Reading text ->
• • • • •
Coaxial cable, or coax (pronounced /ˈkoʊ.æks/) is a type of electrical cable that has an inner conductor surrounded by a tubular insulating layer, surrounded by a tubular conducting shield. Many coaxial cables also have an insulating outer sheath or jacket. The term coaxial comes from the inner conductor and the outer shield sharing a geometric axis. Coaxial cable was invented by English physicist, engineer, and mathematician Oliver Heaviside, who patented the design in 1880.[1]

Coaxial cable is a type of transmission line, used to carry high frequency electrical signals with low losses. It is used in such applications as telephone trunklines, broadband internet networking cables, high speed computer data busses, carrying cable television signals, and connecting radio transmitters and receivers to their antennas. It differs from other shielded cables because the dimensions of the cable and connectors are controlled to give a precise, constant conductor spacing, which is needed for it to function efficiently as a transmission line.

Applications[edit]

Coaxial cable is used as a transmission line for radio frequency signals. Its applications include feedlines connecting radio transmitters and receivers to their antennas, computer network (e.g., Ethernet) connections, digital audio (S/PDIF), and distribution of cable television signals. One advantage of coaxial over other types of radio transmission line is that in an ideal coaxial cable the electromagnetic field carrying the signal exists only in the space between the inner and outer conductors. This allows coaxial cable runs to be installed next to metal objects such as gutters without the power losses that occur in other types of transmission lines. Coaxial cable also provides protection of the signal from external electromagnetic interference.

Description[edit]

Coaxial cable cutaway (not to scale)

Coaxial cable conducts electrical signal using an inner conductor (usually a solid copper, stranded copper or copper plated steel wire) surrounded by an insulating layer and all enclosed by a shield, typically one to four layers of woven metallic braid and metallic tape. The cable is protected by an outer insulating jacket. Normally, the shield is kept at ground potential and a signal carrying voltage is applied to the center conductor. The advantage of coaxial design is that electric and magnetic fields are restricted to the dielectric with little leakage outside the shield. Further, electric and magnetic fields outside the cable are largely kept from interfering with signals inside the cable. Larger diameter cables and cables with multiple shields have less leakage. This property makes coaxial cable a good choice for carrying weak signals that cannot tolerate interference from the environment or for stronger electrical signals that must not be allowed to radiate or couple into adjacent structures or circuits.[2]

Common applications of coaxial cable include video and CATV distribution, RF and microwave transmission, and computer and instrumentation data connections.[3]

The characteristic impedance of the cable (Z_{0}) is determined by the dielectric constant of the inner insulator and the radii of the inner and outer conductors. In radio frequency systems, where the cable length is comparable to the wavelength of the signals transmitted, a uniform cable characteristic impedance is important to minimize loss. The source and load impedances are chosen to match the impedance of the cable to ensure maximum power transfer and minimum standing wave ratio. Other important properties of coaxial cable include attenuation as a function of frequency, voltage handling capability, and shield quality.[2]

Construction[edit]

Coaxial cable design choices affect physical size, frequency performance, attenuation, power handling capabilities, flexibility, strength, and cost. The inner conductor might be solid or stranded; stranded is more flexible. To get better high-frequency performance, the inner conductor may be silver-plated. Copper-plated steel wire is often used as an inner conductor for cable used in the cable TV industry.[4]

The insulator surrounding the inner conductor may be solid plastic, a foam plastic, or air with spacers supporting the inner wire. The properties of the dielectric insulator determine some of the electrical properties of the cable. A common choice is a solid polyethylene (PE) insulator, used in lower-loss cables. Solid Teflon (PTFE) is also used as an insulator, and exclusively in plenum-rated cables.[citation needed] Some coaxial lines use air (or some other gas) and have spacers to keep the inner conductor from touching the shield.
• • • • •
Data extract ->
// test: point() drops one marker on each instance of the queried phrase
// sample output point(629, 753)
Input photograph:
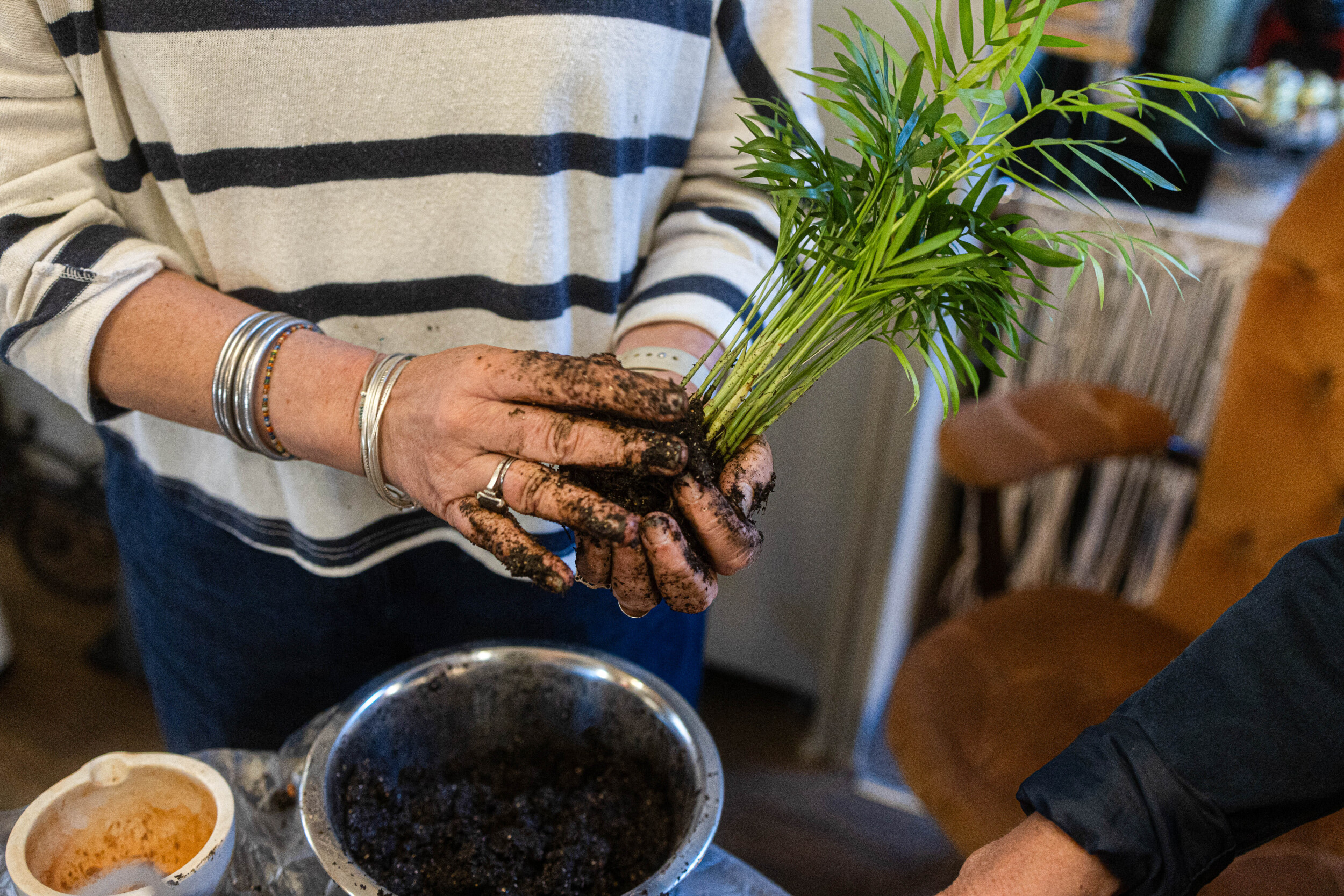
• • • • •
Short exercise 1 ->
Answer these questions from the text on coaxial cable:
(a) Who patented the coaxial cable design, and in what year?
(b) What does the shield of a coaxial cable typically consist of?
(c) What determines the characteristic impedance of the cable?
Short exercise 2 ->
Write a continuation of the text on coaxial cable, starting after its final sentence.

Expected answer 1 ->
(a) Oliver Heaviside, in 1880.
(b) One to four layers of woven metallic braid and metallic tape.
(c) The dielectric constant of the inner insulator and the radii of the inner and outer conductors.

Expected answer 2 ->
Many conventional coaxial cables use braided copper wire forming the shield. This allows the cable to be flexible, but it also means there are gaps in the shield layer, and the inner dimension of the shield varies slightly because the braid cannot be flat. Sometimes the braid is silver-plated. For better shield performance, some cables have a double-layer shield.[4] The shield might be just two braids, but it is more common now to have a thin foil shield covered by a wire braid. Some cables may invest in more than two shield layers, such as "quad-shield", which uses four alternating layers of foil and braid. Other shield designs sacrifice flexibility for better performance; some shields are a solid metal tube. Those cables cannot be bent sharply, as the shield will kink, causing losses in the cable. When a foil shield is used a small wire conductor incorporated into the foil makes soldering the shield termination easier.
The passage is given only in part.